SELECTED EXCERPT:
"""

To the Majority’s suggestion that the payments here are deferred compensation, unlike the payments in the insurance cases, I respectfully disagree for the reasons described above. See supra at pp. 976-77. And, respectfully, the Majority’s fourth distinction — that the Mary Kay Programs are one of a kind because, among other things, they involve sales networks in foreign countries — does not necessarily make them insusceptible to the general analytical framework deployed in Milligan, Gump, and Schelble.
Notably, the Majority itself relies on an insurance case. The Majority cites Erickson v. Commissioner, T.C. Memo. 1992-585 (1992), for the proposition that “[p]ay-ments with the same character as prior commissions constitute income derived from a petitioner’s self-employment.” Maj. Op. at 991. I disagree with the Majority’s gloss on the holding in Erickson — there, unlike the payments in Milligan and Gump, the post-termination payments were directly tied to both the quantity and quality of the former agent’s labor, with a guarantee that the payments could not fall below a certain percentage. See Erickson, T.C. Memo 1992-585, at *1. But, more importantly, either cases involving insurance agents are or are not, as a class, inapplicable to non-insurance cases.
Guided by Milligan, Gump, and Schel-ble, I would conclude that a nexus exists between the Family Program payments and Peterson’s prior Mary Kay labor, but not with respect to the Futures Program payments. Here, payments under both Programs are tied to the cessation of Peterson’s prior Mary Kay labor. In order to receive payments under the Programs, Peterson was required not to compete with Mary Kay. This counsels in favor of holding that the payments are not derived from Peterson’s prior labor. See Milligan 38 F.3d at 1098 n. 6 (observing that payments derived from an employee’s cessation of labor and compliance with a non-competition covenant do not meet the nexus test); see also Gump, 86 F.3d at 1128 (payments derived from a former employee’s cessation of labor are not derived from the employee’s former labor even where the payments are “rooted in” the employee’s former employment agreement). But it is not dispositive of the “quality or quan*1007tity” nexus inquiry. See Schelble, 130 F.3d at 1394.

"""

DATASET EXTRACT:
"""

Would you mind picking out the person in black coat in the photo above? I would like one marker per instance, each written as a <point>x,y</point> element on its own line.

"""

PARTS OF THE EXERCISE:
(a) In the Mary Kay payments excerpt, what was Peterson required to do in order to receive payments under the Programs?
(b) Continue the Mary Kay payments excerpt from the point where it stops.

OUTPUTS:
(a) Peterson was required not to compete with Mary Kay.

(b)
As for the quantity inquiry, I would hold that the payments under both Programs are tied to the quantity of an NSD’s service, but only in the threshold status sense that the Milligan court found insufficient, on its own, to establish that payments necessarily “derive” from a taxpayer’s pri- or labor. To be eligible for payments under both Programs, an individual must have served as an NSD for at least 5 years prior to her retirement. If an NSD serves for 15 years prior to retirement, she is eligible to receive payments at a rate of 60%, regardless of her age at retirement. If, however, an NSD retires prior to serving 15 years, the percentage of commissions she receives is based upon her age at retirement, varying from a 40% rate at age 55 to a 60% rate at age 65. Once an NSD reaches age 65, she will receive payments at the 60%, regardless of whether she served for 5 or 25 years. In sum, an NSD’s eligibility for receiving Program payments at a particular rate is dependent on her status as either (1) having served at least 5 years and attained the age of 55; or (2) having served 15 years.
These eligibility requirements are akin to the two-year-plus status requirement that the Milligan Court found insufficient to satisfy the nexus test on its own. 38 F.3d at 1098. I agree with the Milligan Court that, without more, this type of “link between the disputed payments and any business activity carried on ... does not satisfy the ‘derive’ requirement.” Id. As the court in Milligan explained, “It is not enough that, had the taxpayer not performed certain services (that were fully compensated for) ... the taxpayer never would have received the disputed payments.” Id. Here, the requirements that an NSD perform Mary Kay services for 5 years and reach 55 years of age, or serve as an NSD for 15 years, are threshold eligibility requirements for Program pay- , ments. Those status requirements indicate only that the NSD performed services, fully compensated for at the time, sufficient to receive the disputed payments. Therefore, while I would conclude that a relationship exists between the quantity of Peterson’s prior labor and the Program payments, that relationship, on its own, does not satisfy the Newberry nexus test.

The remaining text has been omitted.